Supplied passage:
We live on a dusty red dirt road about 3 kilometers off of the main tarmac road. In the rainy season (December – March) it’s a four-wheel-drive slipper-slide. My awesome Michigan snow and ice-driving skills come in handy. The rest of the year, especially August through November, it’s a cloudy dustbowl. Though the rumor is that city bulldozers will come and grade the roads after each rainy season, it hasn’t been done the past two years on our roads.
As a result, there is a lot of vigilante road improvements going on. Some people dump fairly large rocks and rubble into the pot holes, confident that once 1000 cars drive over them they’ll make the road smoother. Surprisingly, this kind of works (emphasis on kind of).
The worst kind of vigilantism is when people think that other cars are driving too fast on the dirt roads, thereby stirring up too much dust, so they go out and make speed bumps in an attempt to reduce the dust that floats into their homes. There’s kind of an unwritten rule that modest speedbumps spaced fairly far apart are okay. But you know, there’s always got to be the one jerky person in the neighborhood.
Mr. Selfish Man (SM) has put in about five very high speed bumps on the road adjacent to his property (usually people will do one or two). Mr. SM doesn’t use this road but for some reason he thinks it’s okay to destroy the shocks and undercarriage of cars for the 25-30 households that use it, all in a futile attempt to reduce dust that might drift into his house.
Mind you, a construction road runs adjacent to our property too and spews up boatloads of dust but we haven’t put in a single speed bump (because we’re thoughtful midwesteners and don’t like conflict).

Problem details: Pick up the account of the dirt-road speed bumps after its final sentence and carry it on. The items that follow come from a separate source unrelated to this text.

Stored data:
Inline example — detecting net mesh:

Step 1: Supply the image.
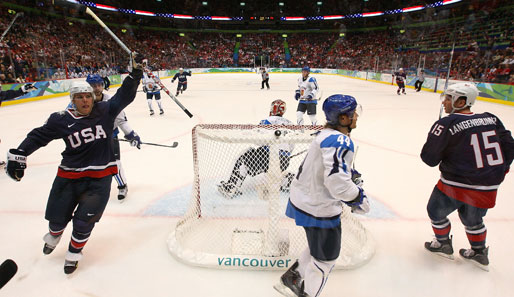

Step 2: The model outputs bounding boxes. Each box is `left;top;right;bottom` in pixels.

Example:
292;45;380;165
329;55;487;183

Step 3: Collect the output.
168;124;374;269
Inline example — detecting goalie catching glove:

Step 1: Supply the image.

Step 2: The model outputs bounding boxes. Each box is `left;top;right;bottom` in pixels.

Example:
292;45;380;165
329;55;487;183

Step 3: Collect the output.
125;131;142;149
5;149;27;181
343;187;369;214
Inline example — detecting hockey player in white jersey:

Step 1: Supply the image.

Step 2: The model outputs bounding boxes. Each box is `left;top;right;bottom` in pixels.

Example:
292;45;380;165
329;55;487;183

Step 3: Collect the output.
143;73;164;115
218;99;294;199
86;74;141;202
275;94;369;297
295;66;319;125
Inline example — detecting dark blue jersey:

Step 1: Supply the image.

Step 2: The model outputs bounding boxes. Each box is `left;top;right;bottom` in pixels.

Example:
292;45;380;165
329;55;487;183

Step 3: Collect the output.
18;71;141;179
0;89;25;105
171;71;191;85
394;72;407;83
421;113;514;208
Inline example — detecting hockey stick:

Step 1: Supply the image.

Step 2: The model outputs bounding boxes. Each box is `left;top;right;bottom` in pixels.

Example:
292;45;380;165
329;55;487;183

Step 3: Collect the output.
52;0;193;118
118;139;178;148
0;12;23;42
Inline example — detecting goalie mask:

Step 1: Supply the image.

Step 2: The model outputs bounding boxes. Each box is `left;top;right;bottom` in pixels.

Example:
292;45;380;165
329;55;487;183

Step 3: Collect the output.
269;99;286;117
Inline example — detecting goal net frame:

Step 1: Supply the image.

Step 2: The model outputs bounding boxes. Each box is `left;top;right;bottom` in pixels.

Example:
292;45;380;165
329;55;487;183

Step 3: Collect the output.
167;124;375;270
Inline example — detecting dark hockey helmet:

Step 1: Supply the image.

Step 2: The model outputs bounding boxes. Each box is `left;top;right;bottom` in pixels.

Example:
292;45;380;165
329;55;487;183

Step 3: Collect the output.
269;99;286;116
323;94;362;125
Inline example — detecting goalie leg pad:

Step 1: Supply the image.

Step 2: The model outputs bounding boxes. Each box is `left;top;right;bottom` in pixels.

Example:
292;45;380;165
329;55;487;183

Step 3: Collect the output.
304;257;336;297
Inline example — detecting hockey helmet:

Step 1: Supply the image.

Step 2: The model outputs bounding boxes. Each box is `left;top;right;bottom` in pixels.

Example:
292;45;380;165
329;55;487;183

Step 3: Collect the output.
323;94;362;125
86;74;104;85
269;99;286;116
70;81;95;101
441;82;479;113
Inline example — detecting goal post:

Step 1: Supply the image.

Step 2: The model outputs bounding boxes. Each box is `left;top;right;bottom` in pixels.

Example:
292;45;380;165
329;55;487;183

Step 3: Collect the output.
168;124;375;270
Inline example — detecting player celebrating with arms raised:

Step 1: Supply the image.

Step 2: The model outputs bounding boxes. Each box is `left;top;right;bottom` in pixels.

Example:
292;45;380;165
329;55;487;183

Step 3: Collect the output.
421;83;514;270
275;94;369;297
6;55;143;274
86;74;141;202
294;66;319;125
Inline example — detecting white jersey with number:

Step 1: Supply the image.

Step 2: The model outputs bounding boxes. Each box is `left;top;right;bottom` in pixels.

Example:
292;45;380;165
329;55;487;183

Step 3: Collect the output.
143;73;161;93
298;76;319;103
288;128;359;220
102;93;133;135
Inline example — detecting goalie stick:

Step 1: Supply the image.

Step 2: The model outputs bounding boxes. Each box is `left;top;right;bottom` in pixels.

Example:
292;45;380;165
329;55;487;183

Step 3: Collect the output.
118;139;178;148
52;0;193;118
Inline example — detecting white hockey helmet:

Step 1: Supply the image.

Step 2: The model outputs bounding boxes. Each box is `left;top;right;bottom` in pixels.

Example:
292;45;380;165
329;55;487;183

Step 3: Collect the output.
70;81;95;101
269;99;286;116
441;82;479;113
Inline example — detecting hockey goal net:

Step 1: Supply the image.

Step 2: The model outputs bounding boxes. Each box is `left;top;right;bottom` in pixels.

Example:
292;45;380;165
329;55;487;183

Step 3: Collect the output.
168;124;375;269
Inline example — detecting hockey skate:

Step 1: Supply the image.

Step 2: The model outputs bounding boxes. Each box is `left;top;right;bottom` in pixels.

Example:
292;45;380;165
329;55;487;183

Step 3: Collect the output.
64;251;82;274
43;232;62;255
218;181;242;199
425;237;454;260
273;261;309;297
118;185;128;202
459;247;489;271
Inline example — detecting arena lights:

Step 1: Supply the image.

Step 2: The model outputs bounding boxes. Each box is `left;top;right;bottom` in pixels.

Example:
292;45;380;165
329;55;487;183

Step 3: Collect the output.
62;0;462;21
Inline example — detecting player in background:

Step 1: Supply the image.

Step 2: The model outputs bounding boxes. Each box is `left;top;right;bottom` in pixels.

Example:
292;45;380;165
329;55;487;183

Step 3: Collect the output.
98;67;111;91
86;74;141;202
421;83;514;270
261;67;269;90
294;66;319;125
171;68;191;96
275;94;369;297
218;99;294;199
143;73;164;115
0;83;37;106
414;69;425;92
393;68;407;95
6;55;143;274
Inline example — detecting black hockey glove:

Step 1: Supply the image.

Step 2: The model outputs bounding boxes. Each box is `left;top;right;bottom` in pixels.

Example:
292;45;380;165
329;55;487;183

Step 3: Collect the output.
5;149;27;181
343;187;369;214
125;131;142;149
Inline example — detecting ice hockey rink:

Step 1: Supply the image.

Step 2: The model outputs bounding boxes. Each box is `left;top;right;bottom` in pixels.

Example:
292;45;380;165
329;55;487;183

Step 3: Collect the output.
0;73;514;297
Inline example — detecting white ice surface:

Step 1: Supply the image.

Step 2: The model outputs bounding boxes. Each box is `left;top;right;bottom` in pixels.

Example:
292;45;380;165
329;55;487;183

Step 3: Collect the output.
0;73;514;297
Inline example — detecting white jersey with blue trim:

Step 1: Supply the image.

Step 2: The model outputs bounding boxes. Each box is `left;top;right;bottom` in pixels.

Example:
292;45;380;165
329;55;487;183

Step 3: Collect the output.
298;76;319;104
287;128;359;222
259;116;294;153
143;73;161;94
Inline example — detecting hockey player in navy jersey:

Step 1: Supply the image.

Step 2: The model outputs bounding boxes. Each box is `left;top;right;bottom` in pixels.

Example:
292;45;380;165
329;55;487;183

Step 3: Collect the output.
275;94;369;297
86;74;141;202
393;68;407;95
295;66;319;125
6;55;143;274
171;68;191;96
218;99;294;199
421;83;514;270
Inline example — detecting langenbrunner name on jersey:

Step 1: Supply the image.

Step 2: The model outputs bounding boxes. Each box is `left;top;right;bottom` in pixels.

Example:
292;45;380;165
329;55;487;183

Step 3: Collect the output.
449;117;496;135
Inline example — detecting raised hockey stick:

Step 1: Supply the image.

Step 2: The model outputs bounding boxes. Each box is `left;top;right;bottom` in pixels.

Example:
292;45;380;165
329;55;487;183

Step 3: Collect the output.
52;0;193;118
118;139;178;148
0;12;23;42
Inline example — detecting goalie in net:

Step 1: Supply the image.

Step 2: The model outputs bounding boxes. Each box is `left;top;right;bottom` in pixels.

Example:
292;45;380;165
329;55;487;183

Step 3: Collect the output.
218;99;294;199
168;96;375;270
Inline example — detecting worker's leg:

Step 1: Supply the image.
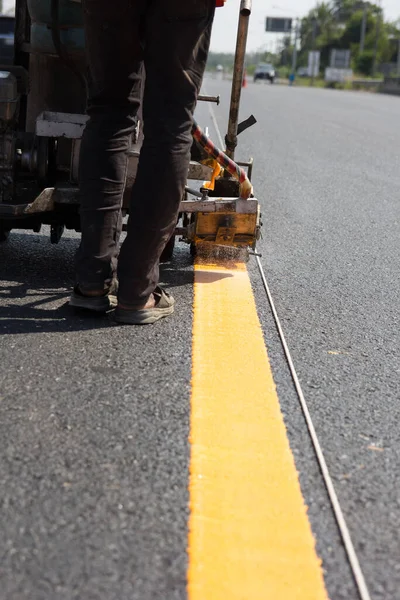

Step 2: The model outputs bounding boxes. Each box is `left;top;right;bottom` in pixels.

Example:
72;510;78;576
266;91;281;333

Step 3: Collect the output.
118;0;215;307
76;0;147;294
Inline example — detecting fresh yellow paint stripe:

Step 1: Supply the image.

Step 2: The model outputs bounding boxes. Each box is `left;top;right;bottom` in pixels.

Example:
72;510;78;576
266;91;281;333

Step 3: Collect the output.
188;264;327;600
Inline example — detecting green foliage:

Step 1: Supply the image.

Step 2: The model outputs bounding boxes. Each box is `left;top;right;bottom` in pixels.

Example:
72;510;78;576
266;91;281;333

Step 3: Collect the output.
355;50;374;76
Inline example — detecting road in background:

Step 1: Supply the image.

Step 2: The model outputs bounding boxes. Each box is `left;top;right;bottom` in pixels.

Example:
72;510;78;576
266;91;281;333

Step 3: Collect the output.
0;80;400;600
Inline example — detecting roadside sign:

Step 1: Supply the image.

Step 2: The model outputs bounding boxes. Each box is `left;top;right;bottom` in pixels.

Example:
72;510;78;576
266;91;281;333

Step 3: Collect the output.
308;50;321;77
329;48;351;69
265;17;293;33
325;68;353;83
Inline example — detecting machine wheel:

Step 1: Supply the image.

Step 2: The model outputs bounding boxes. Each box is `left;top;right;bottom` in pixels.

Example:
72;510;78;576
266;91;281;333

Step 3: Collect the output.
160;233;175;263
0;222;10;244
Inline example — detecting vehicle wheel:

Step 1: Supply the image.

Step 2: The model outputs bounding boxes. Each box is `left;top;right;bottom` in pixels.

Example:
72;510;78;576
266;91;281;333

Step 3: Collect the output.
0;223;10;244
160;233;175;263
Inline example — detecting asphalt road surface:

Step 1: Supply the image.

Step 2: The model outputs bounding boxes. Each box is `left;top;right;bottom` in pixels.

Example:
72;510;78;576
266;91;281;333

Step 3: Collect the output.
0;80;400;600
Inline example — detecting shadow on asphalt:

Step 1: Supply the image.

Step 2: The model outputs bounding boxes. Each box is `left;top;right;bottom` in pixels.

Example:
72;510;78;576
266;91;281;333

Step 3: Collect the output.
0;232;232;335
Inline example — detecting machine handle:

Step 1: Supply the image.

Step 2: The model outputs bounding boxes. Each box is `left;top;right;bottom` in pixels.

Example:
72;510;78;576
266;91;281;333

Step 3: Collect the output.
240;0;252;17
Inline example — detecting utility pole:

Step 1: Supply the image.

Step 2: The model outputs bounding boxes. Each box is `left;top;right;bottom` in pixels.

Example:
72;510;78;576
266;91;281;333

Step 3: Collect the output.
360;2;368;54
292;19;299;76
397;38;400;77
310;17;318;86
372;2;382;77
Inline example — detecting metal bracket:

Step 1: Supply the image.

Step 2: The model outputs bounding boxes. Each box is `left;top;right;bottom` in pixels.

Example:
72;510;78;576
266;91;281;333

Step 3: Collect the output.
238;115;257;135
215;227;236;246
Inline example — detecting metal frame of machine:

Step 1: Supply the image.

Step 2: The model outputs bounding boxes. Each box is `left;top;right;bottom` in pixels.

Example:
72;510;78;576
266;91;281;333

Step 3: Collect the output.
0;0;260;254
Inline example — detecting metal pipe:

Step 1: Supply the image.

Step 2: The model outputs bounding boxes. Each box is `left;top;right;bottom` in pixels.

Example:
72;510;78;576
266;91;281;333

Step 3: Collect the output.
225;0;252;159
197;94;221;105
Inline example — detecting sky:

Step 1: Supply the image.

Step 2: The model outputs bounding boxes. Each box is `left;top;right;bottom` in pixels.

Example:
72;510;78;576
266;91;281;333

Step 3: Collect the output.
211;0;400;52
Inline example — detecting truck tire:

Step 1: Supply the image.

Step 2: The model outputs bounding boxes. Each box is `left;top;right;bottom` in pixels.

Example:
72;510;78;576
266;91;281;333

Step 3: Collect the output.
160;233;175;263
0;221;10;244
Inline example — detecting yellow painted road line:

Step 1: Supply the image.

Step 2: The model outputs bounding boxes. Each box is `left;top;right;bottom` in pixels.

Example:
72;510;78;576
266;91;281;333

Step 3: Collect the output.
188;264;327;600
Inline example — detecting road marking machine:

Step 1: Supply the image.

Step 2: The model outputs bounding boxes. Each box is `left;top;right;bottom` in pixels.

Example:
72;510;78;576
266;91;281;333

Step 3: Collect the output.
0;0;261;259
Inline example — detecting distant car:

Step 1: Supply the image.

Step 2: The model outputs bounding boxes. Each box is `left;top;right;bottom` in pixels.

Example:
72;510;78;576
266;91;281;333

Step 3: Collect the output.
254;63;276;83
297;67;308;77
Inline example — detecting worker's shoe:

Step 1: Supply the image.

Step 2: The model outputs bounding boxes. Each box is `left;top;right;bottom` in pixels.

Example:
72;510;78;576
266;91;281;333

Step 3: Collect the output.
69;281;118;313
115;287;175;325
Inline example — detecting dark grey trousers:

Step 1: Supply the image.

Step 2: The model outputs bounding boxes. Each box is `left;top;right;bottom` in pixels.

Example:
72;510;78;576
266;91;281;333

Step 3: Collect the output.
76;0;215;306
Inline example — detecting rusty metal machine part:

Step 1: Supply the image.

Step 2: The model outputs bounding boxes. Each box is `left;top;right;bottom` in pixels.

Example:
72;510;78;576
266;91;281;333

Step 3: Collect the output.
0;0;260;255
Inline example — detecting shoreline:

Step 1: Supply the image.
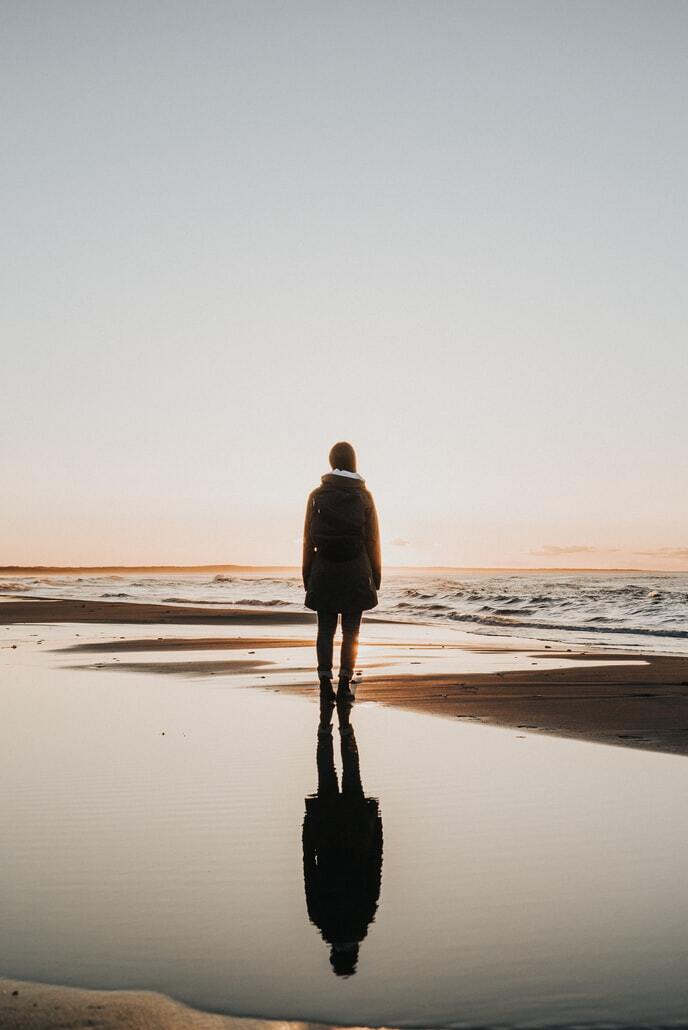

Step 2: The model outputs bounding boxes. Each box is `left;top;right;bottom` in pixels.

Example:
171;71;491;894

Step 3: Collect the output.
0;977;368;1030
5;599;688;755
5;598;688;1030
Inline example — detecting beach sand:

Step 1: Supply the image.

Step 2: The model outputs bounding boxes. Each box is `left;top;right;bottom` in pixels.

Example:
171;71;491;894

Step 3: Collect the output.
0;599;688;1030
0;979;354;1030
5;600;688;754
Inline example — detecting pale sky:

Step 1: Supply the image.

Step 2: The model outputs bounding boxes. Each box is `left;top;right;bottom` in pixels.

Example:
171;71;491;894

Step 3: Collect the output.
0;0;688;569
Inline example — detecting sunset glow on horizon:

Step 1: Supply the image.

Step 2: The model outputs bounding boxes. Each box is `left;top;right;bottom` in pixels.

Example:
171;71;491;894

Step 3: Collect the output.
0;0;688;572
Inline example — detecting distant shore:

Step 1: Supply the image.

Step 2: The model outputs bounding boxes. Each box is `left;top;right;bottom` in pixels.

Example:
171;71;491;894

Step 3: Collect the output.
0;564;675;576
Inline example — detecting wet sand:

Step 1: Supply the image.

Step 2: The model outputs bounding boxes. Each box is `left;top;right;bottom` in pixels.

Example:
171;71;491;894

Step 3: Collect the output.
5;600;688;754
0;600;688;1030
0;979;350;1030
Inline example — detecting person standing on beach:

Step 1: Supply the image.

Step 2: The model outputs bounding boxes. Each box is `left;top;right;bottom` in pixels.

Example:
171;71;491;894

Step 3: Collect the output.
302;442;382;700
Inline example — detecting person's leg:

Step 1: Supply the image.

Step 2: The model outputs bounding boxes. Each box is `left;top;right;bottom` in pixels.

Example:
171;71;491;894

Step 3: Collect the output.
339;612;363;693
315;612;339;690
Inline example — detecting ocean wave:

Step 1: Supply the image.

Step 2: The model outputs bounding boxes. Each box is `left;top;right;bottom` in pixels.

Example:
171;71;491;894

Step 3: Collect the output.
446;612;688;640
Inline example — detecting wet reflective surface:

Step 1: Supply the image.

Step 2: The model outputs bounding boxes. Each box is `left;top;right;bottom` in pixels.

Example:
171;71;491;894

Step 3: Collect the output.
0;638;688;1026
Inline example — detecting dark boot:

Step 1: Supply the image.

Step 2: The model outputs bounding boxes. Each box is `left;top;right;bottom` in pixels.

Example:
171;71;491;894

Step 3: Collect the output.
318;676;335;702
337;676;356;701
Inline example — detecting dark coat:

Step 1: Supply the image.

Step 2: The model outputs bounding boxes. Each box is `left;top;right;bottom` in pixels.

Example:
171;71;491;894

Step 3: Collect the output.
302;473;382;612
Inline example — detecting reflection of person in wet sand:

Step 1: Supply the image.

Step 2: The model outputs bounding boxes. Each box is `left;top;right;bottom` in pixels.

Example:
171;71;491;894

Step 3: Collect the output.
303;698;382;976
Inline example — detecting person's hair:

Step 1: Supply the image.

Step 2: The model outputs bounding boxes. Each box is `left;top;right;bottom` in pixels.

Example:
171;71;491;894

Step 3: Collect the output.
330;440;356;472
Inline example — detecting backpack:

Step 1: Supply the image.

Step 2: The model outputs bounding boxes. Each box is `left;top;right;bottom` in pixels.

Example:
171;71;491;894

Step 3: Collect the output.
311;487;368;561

Written response:
One time Thom and our neighbor got together and sent out our gardeners to lower the speed bumps, but Mr. SM came out and said, no, you need to stop, I talked with your bosses and they said it was okay to stop. So, the gardeners came back. Of course, this was a total lie. The gardeners had succeeded in lowering two of the bumps so we let it go.
Well, earlier this week Mr. SM went even further, added even more speed bumps (so they’re like every ten feet now), and made them about a foot high. I was furious! What gives this one guy the right to go out and make unreasonably high speed bumps on a public road? I called the neighbor and she was upset too — she now was unable to drive her VW sedan on the road (and remember, this is the only way out to the main road) because it not only scraped bottom, but had the potential of getting lodged there. She didn’t want to have to use their four-wheel-drive because it was a gas guzzler yet Mr. SM had made the road impassable for her sedan, and others who drive cars instead of trucks or SUVs.
I’ve watched the road and even when cars crawl along it there are dust clouds. Even when the road is empty there are little eddies that spin up and float north into his property. It’s just part of living out here. Below is a photo of a construction vehicle on this stretch of road and despite the fact that he was crawling along at a few miles per hour, he’s creating a cloud of dust around him.
Fact: If you live in an area of red dirt roads you’re going to have dust.
Yesterday it really got to me and I thought, this is ridiculous! I have just as much right to do road improvements as he does, maybe more because I use the road. I got Danny (our gardener), the pick, and called the neighbor, who sent over her gardener too. It was time for our own vigilante road improvements. (Okay, though I’ve lived in the midwest where all the nice people live for 18 years, I’m really from the West and sometimes those rogue pioneer take-action-and-do-what-needs-to-be-done-to-hell-with-the-consequences genes emerge again.)
We met at the corner and talked about how we were going to flatten out the speed bumps so they were nice and gradual, and, we decided it would be a stealth operation so as not to draw attention and that we would be as quiet and swift as possible.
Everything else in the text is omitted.